§ UIT TE VOEREN:
Herschaal alles van het begin van het materiaal tot en met de regel met "x=326, y=128": geef die regels volledig opnieuw, maar vermenigvuldig alleen de coördinaten in de antwoorden met 0,5 en rond ze af op hele getallen, met halven naar boven. Laat de afbeelding in je antwoord weg.
----------------
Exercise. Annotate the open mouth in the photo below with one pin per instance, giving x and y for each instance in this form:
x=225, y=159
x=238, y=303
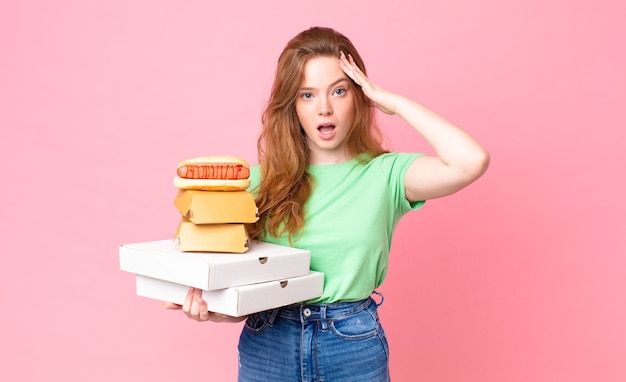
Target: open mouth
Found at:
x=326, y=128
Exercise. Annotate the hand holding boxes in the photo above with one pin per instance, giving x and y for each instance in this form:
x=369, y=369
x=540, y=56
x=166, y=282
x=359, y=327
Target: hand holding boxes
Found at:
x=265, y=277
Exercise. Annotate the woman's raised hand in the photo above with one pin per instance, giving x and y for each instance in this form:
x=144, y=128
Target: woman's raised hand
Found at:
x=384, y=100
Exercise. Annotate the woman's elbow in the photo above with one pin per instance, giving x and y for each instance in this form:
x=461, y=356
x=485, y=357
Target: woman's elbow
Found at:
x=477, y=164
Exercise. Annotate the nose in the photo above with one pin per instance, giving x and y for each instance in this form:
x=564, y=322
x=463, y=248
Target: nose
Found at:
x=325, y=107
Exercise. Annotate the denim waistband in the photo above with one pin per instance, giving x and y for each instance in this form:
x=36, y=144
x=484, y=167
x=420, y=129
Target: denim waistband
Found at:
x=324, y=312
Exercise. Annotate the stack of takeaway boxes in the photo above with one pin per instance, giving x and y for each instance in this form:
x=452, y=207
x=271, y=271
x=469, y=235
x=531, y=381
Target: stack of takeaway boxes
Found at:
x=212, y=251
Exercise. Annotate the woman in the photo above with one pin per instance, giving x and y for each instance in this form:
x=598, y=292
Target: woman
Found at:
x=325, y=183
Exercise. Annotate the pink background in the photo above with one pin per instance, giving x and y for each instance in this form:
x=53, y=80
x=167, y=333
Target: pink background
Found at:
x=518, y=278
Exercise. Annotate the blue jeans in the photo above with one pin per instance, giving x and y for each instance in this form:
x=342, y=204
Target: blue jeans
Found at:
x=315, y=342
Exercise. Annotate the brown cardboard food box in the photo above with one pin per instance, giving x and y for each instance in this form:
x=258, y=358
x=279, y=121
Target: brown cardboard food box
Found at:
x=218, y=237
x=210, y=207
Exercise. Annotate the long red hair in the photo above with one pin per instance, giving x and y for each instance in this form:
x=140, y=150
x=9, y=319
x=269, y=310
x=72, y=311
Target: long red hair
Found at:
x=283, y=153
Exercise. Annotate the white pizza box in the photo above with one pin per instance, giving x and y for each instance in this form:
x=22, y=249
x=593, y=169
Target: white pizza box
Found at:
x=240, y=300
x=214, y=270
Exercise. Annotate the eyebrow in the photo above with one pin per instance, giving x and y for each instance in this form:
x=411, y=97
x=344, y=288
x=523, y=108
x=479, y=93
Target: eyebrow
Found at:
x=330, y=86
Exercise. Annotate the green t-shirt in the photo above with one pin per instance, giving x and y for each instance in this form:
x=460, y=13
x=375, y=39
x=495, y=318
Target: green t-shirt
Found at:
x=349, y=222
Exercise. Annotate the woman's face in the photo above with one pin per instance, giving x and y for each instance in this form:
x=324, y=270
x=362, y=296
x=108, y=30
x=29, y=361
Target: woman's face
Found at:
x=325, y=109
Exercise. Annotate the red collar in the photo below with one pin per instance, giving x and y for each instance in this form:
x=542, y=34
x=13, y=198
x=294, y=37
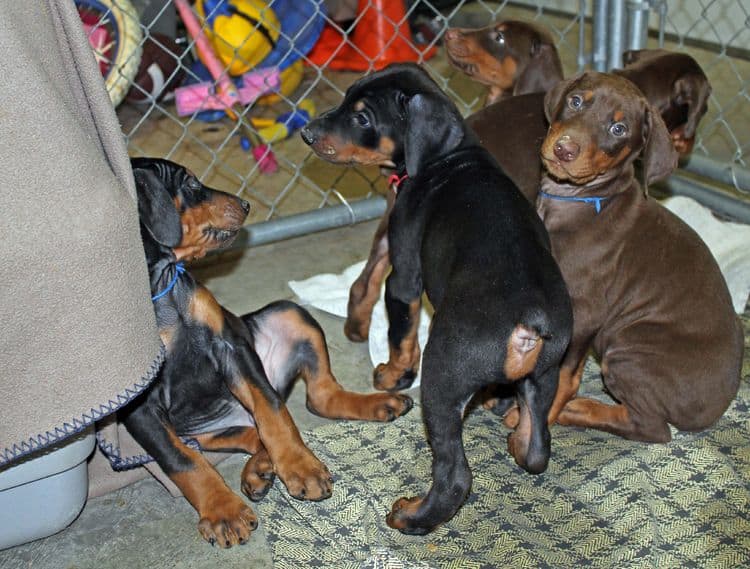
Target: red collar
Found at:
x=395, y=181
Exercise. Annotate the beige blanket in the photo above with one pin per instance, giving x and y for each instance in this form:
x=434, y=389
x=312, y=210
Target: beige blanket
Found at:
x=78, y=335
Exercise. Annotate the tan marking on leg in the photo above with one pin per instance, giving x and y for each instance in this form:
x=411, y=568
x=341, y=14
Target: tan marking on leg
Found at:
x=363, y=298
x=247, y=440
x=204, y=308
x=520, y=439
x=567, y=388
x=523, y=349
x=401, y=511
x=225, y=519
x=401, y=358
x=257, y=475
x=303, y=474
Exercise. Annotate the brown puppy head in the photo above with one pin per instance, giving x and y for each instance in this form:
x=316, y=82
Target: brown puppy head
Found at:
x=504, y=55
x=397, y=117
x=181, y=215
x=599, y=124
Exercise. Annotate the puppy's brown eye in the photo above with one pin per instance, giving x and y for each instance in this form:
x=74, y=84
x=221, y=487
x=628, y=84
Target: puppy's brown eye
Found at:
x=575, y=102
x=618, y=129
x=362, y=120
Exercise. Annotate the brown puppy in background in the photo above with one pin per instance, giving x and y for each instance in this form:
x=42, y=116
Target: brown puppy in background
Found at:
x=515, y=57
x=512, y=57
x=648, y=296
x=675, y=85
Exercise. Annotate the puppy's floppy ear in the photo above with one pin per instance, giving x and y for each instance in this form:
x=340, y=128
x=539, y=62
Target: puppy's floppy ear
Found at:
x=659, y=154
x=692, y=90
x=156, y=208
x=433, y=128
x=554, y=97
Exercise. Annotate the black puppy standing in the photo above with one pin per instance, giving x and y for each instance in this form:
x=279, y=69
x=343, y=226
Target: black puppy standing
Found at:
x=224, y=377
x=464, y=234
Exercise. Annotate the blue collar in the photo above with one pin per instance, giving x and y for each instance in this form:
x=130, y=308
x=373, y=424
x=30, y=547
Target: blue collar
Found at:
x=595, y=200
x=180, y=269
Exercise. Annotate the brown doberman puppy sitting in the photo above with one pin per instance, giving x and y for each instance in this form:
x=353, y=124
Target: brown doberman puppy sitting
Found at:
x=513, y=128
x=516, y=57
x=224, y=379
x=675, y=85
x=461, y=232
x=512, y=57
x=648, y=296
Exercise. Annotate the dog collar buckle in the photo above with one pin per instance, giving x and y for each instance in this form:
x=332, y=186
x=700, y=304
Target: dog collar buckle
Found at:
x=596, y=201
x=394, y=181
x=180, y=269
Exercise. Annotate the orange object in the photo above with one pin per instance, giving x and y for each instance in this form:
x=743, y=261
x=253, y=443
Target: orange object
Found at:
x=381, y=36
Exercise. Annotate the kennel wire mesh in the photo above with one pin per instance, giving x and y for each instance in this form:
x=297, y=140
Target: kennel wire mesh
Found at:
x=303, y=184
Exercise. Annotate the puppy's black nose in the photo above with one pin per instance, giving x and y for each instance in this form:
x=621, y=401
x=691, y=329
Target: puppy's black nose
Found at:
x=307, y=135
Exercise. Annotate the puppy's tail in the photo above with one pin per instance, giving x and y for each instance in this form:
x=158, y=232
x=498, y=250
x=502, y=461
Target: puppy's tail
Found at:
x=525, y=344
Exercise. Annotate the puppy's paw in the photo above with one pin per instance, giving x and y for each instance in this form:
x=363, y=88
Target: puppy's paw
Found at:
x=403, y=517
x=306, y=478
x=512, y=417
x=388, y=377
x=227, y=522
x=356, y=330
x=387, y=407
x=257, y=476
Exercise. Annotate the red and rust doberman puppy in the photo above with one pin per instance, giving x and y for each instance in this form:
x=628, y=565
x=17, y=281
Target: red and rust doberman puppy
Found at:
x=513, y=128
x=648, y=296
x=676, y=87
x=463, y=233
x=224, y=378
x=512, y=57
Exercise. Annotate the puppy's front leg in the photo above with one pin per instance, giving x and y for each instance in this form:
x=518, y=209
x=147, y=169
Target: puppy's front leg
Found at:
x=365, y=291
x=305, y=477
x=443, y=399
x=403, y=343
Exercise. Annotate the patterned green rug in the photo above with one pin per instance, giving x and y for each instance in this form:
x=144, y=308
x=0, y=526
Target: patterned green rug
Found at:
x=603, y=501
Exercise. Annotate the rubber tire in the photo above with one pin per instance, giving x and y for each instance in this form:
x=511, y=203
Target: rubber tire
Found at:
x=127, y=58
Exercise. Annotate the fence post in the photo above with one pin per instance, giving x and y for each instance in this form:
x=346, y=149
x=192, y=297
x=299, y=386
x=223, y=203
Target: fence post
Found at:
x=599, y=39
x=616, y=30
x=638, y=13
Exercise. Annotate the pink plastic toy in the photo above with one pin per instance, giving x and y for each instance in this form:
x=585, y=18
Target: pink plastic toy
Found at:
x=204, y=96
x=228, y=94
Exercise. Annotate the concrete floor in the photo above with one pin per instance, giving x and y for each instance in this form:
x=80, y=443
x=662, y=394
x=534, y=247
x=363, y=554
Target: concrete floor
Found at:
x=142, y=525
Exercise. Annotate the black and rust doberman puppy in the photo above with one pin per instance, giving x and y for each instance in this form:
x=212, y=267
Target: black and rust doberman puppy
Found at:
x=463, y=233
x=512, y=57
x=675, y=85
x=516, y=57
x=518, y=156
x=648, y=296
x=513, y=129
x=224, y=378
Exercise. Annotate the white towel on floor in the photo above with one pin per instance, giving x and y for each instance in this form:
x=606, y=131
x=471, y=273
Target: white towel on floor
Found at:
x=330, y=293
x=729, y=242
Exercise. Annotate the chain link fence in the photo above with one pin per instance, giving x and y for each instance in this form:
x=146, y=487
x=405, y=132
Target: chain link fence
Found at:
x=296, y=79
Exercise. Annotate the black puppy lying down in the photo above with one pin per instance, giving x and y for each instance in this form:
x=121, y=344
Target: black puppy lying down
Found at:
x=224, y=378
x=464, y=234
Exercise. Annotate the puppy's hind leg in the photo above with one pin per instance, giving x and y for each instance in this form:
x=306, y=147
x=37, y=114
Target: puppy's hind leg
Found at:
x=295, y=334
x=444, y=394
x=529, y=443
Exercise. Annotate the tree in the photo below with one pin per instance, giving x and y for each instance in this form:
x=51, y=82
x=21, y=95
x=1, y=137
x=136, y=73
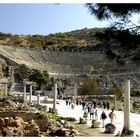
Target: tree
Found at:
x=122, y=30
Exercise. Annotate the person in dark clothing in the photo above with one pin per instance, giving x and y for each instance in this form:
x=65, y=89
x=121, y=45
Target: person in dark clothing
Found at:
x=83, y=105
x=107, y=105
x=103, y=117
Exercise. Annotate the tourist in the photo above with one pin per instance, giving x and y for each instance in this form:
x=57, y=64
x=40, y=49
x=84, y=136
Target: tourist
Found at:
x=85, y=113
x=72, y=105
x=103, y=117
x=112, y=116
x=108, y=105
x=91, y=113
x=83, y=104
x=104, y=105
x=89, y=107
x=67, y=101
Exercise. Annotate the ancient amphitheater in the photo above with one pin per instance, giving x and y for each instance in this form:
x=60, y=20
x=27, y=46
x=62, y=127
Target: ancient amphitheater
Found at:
----------------
§ AFGERONDE TAAK:
Exercise. Annotate the open mouth in the photo below with one pin per instance, giving x and y for each instance in this form:
x=225, y=159
x=238, y=303
Target: open mouth
Found at:
x=163, y=64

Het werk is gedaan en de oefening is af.